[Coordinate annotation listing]
◇ ◇ ◇ ◇
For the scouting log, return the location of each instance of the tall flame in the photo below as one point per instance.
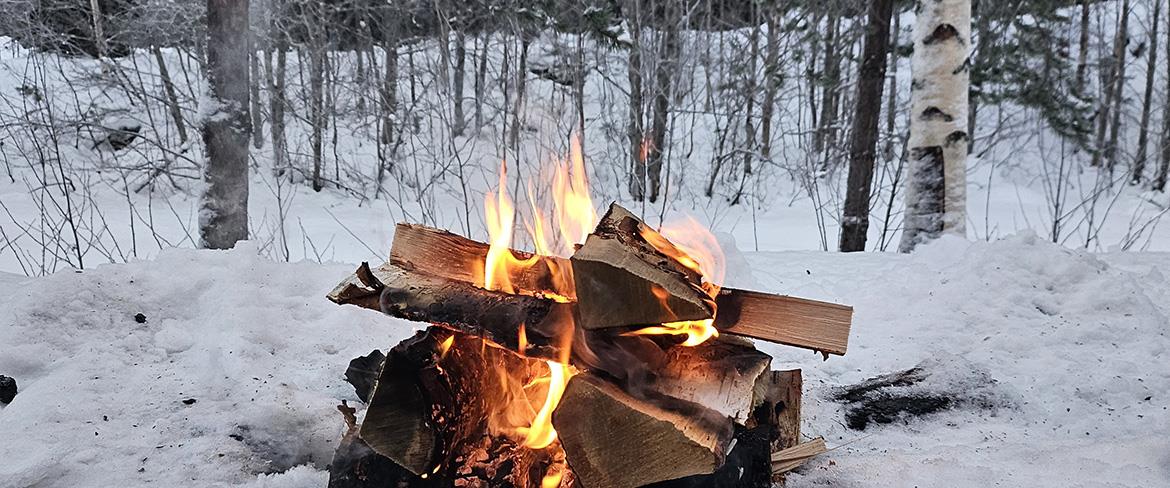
(573, 218)
(693, 246)
(501, 219)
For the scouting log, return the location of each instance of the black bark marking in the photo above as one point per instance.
(956, 137)
(935, 114)
(943, 32)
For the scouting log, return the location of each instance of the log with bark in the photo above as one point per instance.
(439, 260)
(433, 409)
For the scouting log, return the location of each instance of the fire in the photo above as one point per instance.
(693, 246)
(700, 248)
(696, 331)
(573, 218)
(541, 433)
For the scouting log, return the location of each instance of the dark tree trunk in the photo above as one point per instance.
(634, 123)
(830, 81)
(458, 98)
(1119, 90)
(224, 213)
(662, 75)
(481, 75)
(1082, 54)
(317, 110)
(1143, 133)
(257, 121)
(864, 139)
(1160, 178)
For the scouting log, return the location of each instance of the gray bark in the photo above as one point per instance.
(864, 136)
(936, 197)
(224, 210)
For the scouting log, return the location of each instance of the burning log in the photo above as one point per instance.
(435, 406)
(640, 441)
(626, 274)
(461, 307)
(626, 259)
(438, 254)
(721, 375)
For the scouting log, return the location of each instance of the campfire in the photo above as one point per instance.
(610, 357)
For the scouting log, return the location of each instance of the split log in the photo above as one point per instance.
(433, 405)
(612, 439)
(462, 307)
(792, 458)
(798, 322)
(627, 274)
(355, 465)
(363, 372)
(442, 254)
(720, 375)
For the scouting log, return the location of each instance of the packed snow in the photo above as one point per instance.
(234, 377)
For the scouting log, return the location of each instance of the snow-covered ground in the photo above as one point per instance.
(1062, 354)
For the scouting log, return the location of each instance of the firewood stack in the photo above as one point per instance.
(601, 370)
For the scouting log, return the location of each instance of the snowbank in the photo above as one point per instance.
(1074, 345)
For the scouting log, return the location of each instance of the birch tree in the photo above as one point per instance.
◇ ◇ ◇ ◇
■ **Your task**:
Render the listing above as a numbered list, skipping any blank lines and leaving out the pictures.

■ **Answer to this exercise**:
1. For the scouting log, return the location of each instance of the tall flame in the photo below as one point per instance.
2. (573, 218)
3. (693, 246)
4. (501, 219)
5. For the scouting log, return the location of each instance of the black bark marking in the photo above as one point per instance.
6. (956, 137)
7. (935, 114)
8. (943, 32)
9. For the scouting log, return the location of each instance of the log with bark in the photo above as one point per instance.
10. (439, 260)
11. (433, 409)
12. For the scouting log, return the location of each instance of the fire in the photo above as one point per instance.
13. (693, 246)
14. (700, 248)
15. (696, 331)
16. (573, 218)
17. (541, 433)
18. For the scouting log, return the location of each instance of the dark tree trunk in the photo above as one point per instance.
19. (634, 123)
20. (830, 81)
21. (458, 98)
22. (1119, 90)
23. (224, 213)
24. (662, 75)
25. (481, 75)
26. (1082, 54)
27. (317, 110)
28. (1143, 133)
29. (257, 121)
30. (864, 139)
31. (1160, 178)
32. For the scouting log, return the location of each instance of the gray bark in the photo above as one point per instance.
33. (864, 136)
34. (936, 197)
35. (224, 210)
36. For the scouting log, return the location of each instance of the burning log in the photo above as one point per instance.
37. (435, 406)
38. (640, 441)
39. (626, 274)
40. (461, 307)
41. (626, 259)
42. (438, 254)
43. (721, 375)
44. For the scouting log, return the location of each instance of the campfire in the photo above as one point per instance.
45. (610, 357)
46. For the scouting log, return the location of each instance of the split log in the photo above as one point per instance.
47. (433, 405)
48. (612, 439)
49. (462, 307)
50. (792, 458)
51. (798, 322)
52. (627, 274)
53. (355, 465)
54. (363, 372)
55. (442, 254)
56. (720, 375)
57. For the scouting log, return the location of each instance of the packed snow in the photo above as one point per instance.
58. (234, 377)
59. For the scouting log, return the location of each instance of the snow-covered ground in the photo above as one point per instance.
60. (1062, 354)
61. For the scouting log, return the location of each instance of the firewood stack in the photo above as one point per instance.
62. (601, 370)
63. For the scouting log, return the location of each instance of the snowbank in the photo above as one point per instance.
64. (1074, 345)
65. For the scouting log, return the location of each instance of the birch tree in the photo above as one point per instance.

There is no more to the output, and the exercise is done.